----- Text provided -----

Interestingly, the X25-M again chokes at queue depths in excess of eight. Intel corrects this problem in the SSD 320. We no longer see a performance penalty at higher queue depths.

Low queue depths are not necessarily ideal for SSDs, which depend on many pending requests in order to saturate their parallelized architectures. In this scenario, the m4 starts off more competitive. At a queue depth of one, it already outperforms the earlier C300. Once we reach a queue depth of 32, Crucial's newest drive even outperforms OCZ's Vertex 3 Pro. 

Intel's SSD 320 performs close to the X25-M at lower queue depths. As we scale up to 32, we see close to a 10% improvement in throughput.

-----

Aim A: Could you repeat, word for word, the lines of the rows starting at the one that contains "rendered wall in the photo above." and ending at the one that contains "(1016, 574)", including both of those lines?
The SSD benchmark text and the rows have nothing to do with each other.

----- Rows -----

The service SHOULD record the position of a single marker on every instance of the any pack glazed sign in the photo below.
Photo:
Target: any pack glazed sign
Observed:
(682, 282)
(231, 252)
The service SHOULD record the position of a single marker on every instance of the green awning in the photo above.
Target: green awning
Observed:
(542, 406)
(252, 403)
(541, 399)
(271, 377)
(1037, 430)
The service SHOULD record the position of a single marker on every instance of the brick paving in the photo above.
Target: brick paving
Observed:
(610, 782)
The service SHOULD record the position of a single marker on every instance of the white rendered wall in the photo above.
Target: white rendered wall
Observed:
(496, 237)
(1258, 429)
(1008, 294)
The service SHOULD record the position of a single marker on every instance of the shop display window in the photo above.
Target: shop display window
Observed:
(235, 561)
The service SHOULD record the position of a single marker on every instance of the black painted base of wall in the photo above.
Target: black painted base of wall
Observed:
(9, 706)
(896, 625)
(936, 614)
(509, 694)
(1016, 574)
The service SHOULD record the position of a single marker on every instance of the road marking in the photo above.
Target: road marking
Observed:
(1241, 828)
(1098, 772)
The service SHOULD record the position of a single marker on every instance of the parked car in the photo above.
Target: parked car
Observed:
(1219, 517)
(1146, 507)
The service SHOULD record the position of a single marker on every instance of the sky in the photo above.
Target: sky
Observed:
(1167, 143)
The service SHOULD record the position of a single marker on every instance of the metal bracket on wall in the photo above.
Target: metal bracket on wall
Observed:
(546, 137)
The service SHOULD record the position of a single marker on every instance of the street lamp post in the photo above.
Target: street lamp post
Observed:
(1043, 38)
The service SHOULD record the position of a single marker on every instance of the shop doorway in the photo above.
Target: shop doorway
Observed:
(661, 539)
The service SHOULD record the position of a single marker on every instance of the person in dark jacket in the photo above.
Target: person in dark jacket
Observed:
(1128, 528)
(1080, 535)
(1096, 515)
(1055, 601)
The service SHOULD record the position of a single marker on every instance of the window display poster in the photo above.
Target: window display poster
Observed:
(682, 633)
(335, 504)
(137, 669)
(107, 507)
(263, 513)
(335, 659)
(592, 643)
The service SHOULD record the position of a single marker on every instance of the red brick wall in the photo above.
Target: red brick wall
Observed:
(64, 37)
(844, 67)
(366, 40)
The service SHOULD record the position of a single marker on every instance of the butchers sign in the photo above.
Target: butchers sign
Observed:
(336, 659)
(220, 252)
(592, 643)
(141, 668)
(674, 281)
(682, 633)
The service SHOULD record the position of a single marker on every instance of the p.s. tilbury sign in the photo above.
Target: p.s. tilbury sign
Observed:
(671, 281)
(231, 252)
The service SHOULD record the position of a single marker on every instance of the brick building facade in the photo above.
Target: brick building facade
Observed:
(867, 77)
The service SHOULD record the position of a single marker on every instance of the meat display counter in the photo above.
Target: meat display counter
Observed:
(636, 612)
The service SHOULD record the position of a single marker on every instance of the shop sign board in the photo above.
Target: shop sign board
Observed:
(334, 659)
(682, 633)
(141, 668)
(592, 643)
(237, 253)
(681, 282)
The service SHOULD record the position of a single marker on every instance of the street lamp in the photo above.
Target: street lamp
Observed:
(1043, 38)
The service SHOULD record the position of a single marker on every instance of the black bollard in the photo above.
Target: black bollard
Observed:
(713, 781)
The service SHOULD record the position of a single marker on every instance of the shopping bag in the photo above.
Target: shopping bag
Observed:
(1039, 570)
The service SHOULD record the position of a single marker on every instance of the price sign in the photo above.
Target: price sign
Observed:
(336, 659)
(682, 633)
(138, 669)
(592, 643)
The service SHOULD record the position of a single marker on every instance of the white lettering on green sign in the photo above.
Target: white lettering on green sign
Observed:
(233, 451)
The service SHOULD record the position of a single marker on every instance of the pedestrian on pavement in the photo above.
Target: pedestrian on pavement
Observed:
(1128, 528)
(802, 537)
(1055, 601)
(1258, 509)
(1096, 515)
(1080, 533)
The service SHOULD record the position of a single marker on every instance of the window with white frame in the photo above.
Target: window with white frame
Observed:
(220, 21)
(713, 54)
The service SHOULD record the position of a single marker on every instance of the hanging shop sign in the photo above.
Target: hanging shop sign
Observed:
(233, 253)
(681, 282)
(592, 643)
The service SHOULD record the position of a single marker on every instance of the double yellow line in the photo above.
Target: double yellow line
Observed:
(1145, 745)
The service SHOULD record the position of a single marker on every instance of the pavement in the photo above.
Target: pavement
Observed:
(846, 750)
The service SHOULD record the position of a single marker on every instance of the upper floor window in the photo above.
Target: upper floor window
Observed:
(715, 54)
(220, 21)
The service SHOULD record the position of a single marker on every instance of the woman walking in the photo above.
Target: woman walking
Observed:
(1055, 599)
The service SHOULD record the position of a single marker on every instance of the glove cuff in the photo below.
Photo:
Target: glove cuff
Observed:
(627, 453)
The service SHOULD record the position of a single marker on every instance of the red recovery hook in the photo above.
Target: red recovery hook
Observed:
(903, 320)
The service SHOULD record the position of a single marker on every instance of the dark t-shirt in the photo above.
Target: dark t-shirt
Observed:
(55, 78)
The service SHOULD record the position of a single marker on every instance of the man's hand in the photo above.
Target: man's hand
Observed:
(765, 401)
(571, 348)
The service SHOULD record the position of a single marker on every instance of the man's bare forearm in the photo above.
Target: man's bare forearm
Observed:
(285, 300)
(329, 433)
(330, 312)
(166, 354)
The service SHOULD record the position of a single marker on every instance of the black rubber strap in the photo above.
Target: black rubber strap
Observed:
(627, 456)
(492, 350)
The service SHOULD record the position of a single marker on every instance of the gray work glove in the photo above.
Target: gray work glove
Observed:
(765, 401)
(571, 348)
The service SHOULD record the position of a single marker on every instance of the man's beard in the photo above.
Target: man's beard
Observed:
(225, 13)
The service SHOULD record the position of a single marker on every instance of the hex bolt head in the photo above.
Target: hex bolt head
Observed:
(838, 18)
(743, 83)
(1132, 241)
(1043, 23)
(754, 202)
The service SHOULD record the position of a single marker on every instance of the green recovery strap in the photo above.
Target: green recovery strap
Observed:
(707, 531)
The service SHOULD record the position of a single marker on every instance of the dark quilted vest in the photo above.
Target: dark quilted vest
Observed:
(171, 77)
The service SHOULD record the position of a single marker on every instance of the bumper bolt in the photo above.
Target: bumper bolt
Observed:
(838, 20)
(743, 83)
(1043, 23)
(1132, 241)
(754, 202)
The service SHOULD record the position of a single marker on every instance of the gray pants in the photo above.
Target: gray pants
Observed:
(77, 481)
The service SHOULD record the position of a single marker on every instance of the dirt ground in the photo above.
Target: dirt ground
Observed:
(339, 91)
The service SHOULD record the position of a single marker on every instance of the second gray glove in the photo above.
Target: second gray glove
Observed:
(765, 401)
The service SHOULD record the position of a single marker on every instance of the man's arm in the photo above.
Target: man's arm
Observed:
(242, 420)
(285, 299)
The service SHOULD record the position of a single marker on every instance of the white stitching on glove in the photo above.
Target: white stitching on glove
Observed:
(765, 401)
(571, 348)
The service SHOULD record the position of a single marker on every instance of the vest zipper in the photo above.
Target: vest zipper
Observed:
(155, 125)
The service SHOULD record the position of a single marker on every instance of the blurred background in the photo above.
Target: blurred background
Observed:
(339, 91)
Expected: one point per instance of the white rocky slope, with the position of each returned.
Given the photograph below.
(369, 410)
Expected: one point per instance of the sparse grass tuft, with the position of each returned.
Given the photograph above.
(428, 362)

-----

Aim B: How would the SSD queue-depth benchmark text go on from where it stops? Write the continuation.

Output A:
The service SHOULD record the position of a single marker on every instance of the white rendered wall in the photo above.
Target: white rendered wall
Observed:
(496, 237)
(1258, 429)
(1008, 294)
The service SHOULD record the position of a single marker on every instance of the shop display window in the photo above.
Target: shop display window
Observed:
(235, 561)
The service SHOULD record the position of a single marker on every instance of the black painted base of wall in the photo above.
Target: black painted base of wall
Observed:
(9, 706)
(896, 625)
(936, 614)
(509, 694)
(1016, 574)

Output B:
This is a major turnaround for the SSD 510. Intel's only SATA 6Gb/s drive is clearly optimized for moving larger files. Though it struggles with 4 KB transfers, 512 KB transfers excel, and the SSD 510 turns a last-place finish into a first-place finish, even trumping the Vertex 3 drives.

Crucial's m4 takes a more even-handed approach. It performs well in 4 KB and 512 KB transfers. More impressive, it consistently outperforms the beta sample of OCZ's Vertex 3 Pro. The SSD 320 also turns in much better performance. This time, it shows a 50% improvement over the X25-M.

If you own an older SSD, notice how far behind the first-generation of OCZ's SandForce drives fall.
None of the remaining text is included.